*Natural-language object grounding data:*
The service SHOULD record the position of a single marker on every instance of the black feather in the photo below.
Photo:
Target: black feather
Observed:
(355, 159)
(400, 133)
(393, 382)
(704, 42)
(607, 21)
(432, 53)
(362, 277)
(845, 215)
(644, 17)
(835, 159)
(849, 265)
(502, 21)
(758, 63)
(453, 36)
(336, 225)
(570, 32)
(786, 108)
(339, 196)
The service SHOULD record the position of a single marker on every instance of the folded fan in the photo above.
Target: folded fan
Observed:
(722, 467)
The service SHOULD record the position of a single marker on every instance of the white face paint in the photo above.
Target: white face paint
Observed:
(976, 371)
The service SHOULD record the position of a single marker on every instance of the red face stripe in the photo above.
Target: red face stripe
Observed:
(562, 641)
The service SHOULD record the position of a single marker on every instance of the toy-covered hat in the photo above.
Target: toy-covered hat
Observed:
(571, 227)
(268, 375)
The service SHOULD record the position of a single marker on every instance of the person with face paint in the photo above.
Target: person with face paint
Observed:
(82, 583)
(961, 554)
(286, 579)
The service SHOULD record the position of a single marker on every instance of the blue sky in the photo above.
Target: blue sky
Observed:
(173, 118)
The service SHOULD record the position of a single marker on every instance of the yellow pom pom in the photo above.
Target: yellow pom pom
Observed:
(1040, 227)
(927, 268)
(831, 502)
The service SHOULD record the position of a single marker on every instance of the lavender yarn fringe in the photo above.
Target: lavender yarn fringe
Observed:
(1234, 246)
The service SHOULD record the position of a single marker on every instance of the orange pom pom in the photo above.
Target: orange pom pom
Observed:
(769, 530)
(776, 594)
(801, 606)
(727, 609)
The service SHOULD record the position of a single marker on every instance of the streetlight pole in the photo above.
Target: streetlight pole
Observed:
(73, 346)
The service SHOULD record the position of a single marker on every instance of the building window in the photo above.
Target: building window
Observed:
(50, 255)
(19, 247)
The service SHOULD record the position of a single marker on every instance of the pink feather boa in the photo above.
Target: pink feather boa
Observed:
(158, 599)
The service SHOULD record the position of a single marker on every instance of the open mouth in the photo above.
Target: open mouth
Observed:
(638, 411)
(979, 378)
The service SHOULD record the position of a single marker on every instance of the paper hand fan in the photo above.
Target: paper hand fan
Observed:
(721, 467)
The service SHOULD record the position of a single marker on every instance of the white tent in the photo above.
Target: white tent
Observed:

*Try it:* The entries above hold a line with "hat in the photo above." and a later line with "sky in the photo above.". Write out exactly those lines and all lines between, nothing more.

*Task answer:*
The service SHOULD record the position of a single marker on every instance of the toy-covered hat in the photo above.
Target: toy-covered hat
Observed:
(571, 227)
(268, 375)
The service SHOULD record the position of a single marker on every instance of the person with face paint in the photo above.
Target: person with face paint
Observed:
(82, 583)
(961, 554)
(286, 579)
The service SHOULD record the position of a single marker on every instance of the blue sky in the photo above.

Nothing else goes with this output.